→ **Task objective**:
Convert every line of the items below into a numbered list, omitting blank lines.

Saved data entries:
## BEGIN

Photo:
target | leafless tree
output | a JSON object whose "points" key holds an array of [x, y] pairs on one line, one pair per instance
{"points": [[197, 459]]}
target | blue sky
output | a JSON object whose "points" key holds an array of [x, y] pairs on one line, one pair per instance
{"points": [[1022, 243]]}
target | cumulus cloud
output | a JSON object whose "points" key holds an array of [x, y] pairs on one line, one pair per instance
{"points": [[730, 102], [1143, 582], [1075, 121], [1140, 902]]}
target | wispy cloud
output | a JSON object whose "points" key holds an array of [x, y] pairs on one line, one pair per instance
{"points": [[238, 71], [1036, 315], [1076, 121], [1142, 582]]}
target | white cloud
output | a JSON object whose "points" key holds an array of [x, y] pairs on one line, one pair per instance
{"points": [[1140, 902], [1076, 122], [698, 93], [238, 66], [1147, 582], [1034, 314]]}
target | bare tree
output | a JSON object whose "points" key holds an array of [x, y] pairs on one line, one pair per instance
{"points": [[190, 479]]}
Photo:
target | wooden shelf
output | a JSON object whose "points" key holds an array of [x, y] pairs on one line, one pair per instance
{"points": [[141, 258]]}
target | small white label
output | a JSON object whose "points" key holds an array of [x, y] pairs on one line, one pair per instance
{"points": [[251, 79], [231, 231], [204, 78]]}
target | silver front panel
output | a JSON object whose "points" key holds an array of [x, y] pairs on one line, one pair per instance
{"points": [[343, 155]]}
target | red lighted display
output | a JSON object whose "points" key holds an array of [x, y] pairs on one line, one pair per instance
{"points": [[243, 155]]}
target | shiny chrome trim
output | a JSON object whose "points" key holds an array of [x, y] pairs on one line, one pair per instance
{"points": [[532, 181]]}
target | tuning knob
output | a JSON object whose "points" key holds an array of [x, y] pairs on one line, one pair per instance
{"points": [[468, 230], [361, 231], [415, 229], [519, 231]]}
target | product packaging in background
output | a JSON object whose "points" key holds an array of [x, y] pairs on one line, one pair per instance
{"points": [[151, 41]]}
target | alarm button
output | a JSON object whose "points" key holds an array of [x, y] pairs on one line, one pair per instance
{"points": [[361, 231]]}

## END

→ **Result**:
1. Photo:
2. target | leafless tree
3. output | a JSON object whose "points" key holds an array of [x, y] pairs on one line, one pair per instance
4. {"points": [[197, 459]]}
5. target | blue sky
6. output | a JSON object whose "points" key holds an array of [x, y] pairs on one line, one pair per instance
7. {"points": [[1022, 243]]}
8. target | cumulus cloud
9. output | a JSON object whose "points" key holds an array of [x, y] pairs on one line, one pair per instance
10. {"points": [[730, 102], [1143, 582], [1075, 121], [1140, 902]]}
11. target | wispy cloud
12. output | a JSON object whose "points" key holds an array of [x, y] pairs on one line, one pair per instance
13. {"points": [[238, 71], [1036, 315], [1076, 121], [1142, 582]]}
14. target | white cloud
15. output | a JSON object whose "points" key holds an array of [x, y] pairs on one line, one pair per instance
16. {"points": [[1140, 902], [1076, 122], [698, 93], [238, 66], [1147, 582], [1034, 314]]}
17. target | bare tree
18. output | a JSON object whose "points" key holds an array of [x, y] pairs on one line, one pair per instance
19. {"points": [[190, 479]]}
20. Photo:
21. target | wooden shelf
22. output | a JSON object whose "points" key holds an array of [x, y] pairs on one line, one pair per instance
23. {"points": [[141, 258]]}
24. target | small white label
25. output | a JSON object whose "points" key holds an array of [x, y] pairs on one line, one pair per instance
26. {"points": [[251, 79], [231, 231], [204, 78]]}
27. target | silver front panel
28. output | a JSON object whose "points" key holds an array of [x, y] pairs on one line, one pair per instance
29. {"points": [[343, 155]]}
30. target | red lighted display
31. output | a JSON object whose "points" key holds an array of [x, y] pairs on one line, one pair per instance
32. {"points": [[243, 155]]}
33. target | shiny chrome trim
34. output | a JSON object whose "points" key holds an array of [x, y] pairs on one line, one pair per instance
35. {"points": [[532, 181]]}
36. target | tuning knob
37. output | a JSON object whose "points" key holds an array of [x, y] pairs on one line, one pair per instance
38. {"points": [[468, 230], [361, 231], [415, 229], [519, 231]]}
39. target | product packaging in background
40. output | a JSON object whose "points" key holds an array of [x, y] pairs on one line, one pair per instance
41. {"points": [[151, 41]]}
42. target | alarm button
43. output | a JSON object whose "points" key holds an array of [x, y] pairs on one line, one pair per instance
44. {"points": [[361, 231]]}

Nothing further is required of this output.